EXCERPT PROVIDED:
This has turned into a mess ...
Ask: Given a string, I want to determine if a left single curly quote is an apostrophe ...
Problem: I've landed into UTF swamp ...
Here’s the code for that function ... obviously, it’s a heuristic since there’s no foolproof way to figure out in English if a quote is an apostrophe or the closure of a quoted sentence:
‘Hello, how are you?’ ==> simple quote
I wouldn’t ==> apostrophe
Whatcha doin’ ==> apostrophe (missing ?)
In any event, my problem is with the conversion between different string types: specifically, I want to use Character.IsLetter, which requires a WideChar. I’ve used UTF8CodePointToUnicode to obtain the code point and then performed a straight WideChar conversion (WideChar(CodePoint)) to convert it into a WideChar, but that’s failing.
function IsApostrophe(const S: String; const aPos: Integer): Boolean;
var aPrevChar: WideChar;
aNextChar: WideChar;
CodePoint: LongInt;
aLen: Integer;
begin
If UTF8CompareStr(UTF8Copy(S,aPos,1),RightCurlySingleQuote) <> 0 then Exit(False);
aLen := UTF8Length(S);
//If at start or end, assume it’s a quote (even if it’s the wrong quote.)
If (aPos = 1) or (aPos = aLen)
then Exit(False);
UTF8CodepointToUnicode(@S[aPos-1], Codepoint);
aPrevChar := WideChar(CodePoint);
UTF8CodepointToUnicode(@S[aPos+1], Codepoint);
aNextChar := WideChar(CodePoint);
If Not Character.IsLetter(aNextChar)
then Result := (Lowercase(aPrevChar) = 's') or
((aPos > 3) and (Lowercase(UTF8Copy(S,aPos-2,2)) = 'in')) or
IsDigit(aNextChar)
else If IsLetter(aPrevChar)
then Exit(True)
else if (LowerCase(UTF8Copy(S,aPos+1,3)) = 'tis' ) or
(LowerCase(UTF8Copy(S,aPos+1,4)) = 'twas' ) or
(LowerCase(UTF8Copy(S,aPos+1,5)) = 'cause') or
(LowerCase(UTF8Copy(S,aPos+1,2)) = 'em' ) or
(LowerCase(UTF8Copy(S,aPos+1,3)) = 'til' ) or
(LowerCase(UTF8Copy(S,aPos+1,5)) = 'round') or
(LowerCase(UTF8Copy(S,aPos+1,4)) = 'fore' )
then Exit(True);
end;
Suggestions?

INPUT DATA:
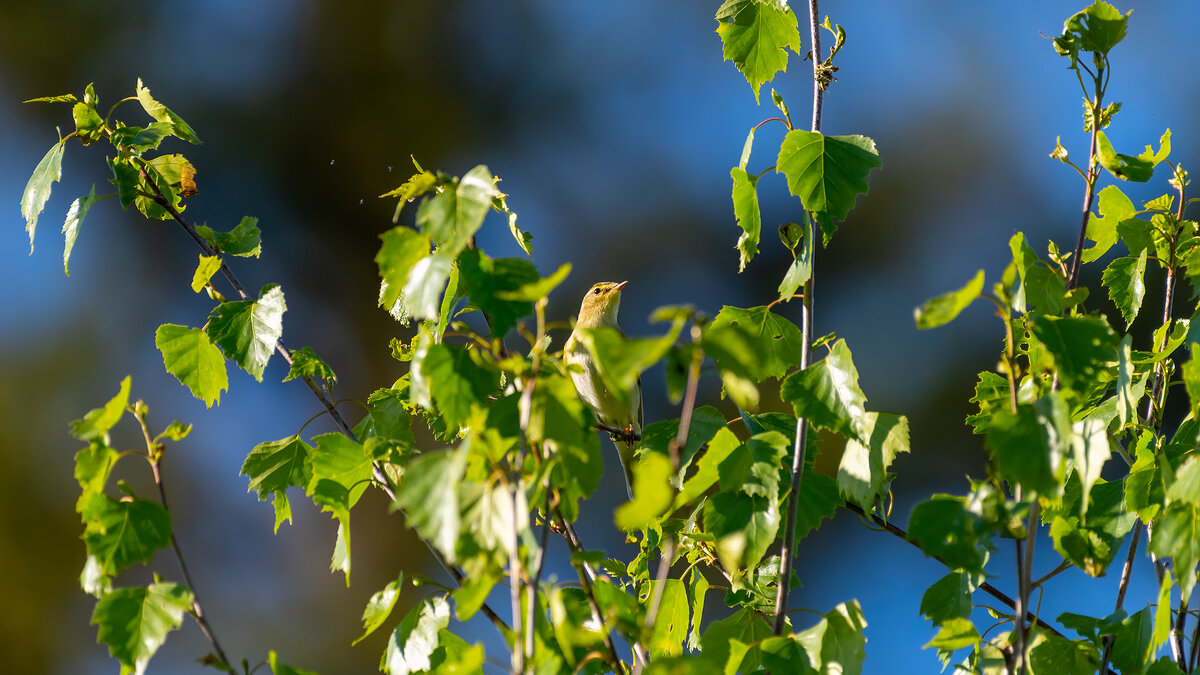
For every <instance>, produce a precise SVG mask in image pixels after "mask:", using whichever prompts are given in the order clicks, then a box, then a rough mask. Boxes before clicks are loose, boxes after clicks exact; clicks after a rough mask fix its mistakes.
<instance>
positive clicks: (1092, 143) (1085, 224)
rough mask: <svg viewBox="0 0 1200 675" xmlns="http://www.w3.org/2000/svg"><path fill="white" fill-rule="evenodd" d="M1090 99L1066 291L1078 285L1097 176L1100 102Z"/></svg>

REQUEST 1: In the forum post, which function does the poster use to obtain the code point before converting it to a WideChar?
REQUEST 2: Echo everything in the forum post from "function IsApostrophe(const S: String;" down to "(aPos = aLen)".
REQUEST 3:
Decide whether each statement agrees with the forum post, answering yes or no and quoting the deciding words:
(a) The poster considers the function a foolproof way to tell an apostrophe from a closing quote in English.
(b) Character.IsLetter requires a WideChar.
(c) "Whatcha doin’" is listed as a simple quote.

RESULT 1: UTF8CodePointToUnicode

RESULT 2:
function IsApostrophe(const S: String; const aPos: Integer): Boolean;
var aPrevChar: WideChar;
aNextChar: WideChar;
CodePoint: LongInt;
aLen: Integer;
begin
If UTF8CompareStr(UTF8Copy(S,aPos,1),RightCurlySingleQuote) <> 0 then Exit(False);
aLen := UTF8Length(S);
//If at start or end, assume it’s a quote (even if it’s the wrong quote.)
If (aPos = 1) or (aPos = aLen)

RESULT 3:
(a) No. "obviously, it’s a heuristic since there’s no foolproof way to figure out in English if a quote is an apostrophe or the closure of a quoted sentence"
(b) Yes. "I want to use Character.IsLetter, which requires a WideChar"
(c) No. "Whatcha doin’ ==> apostrophe (missing ?)"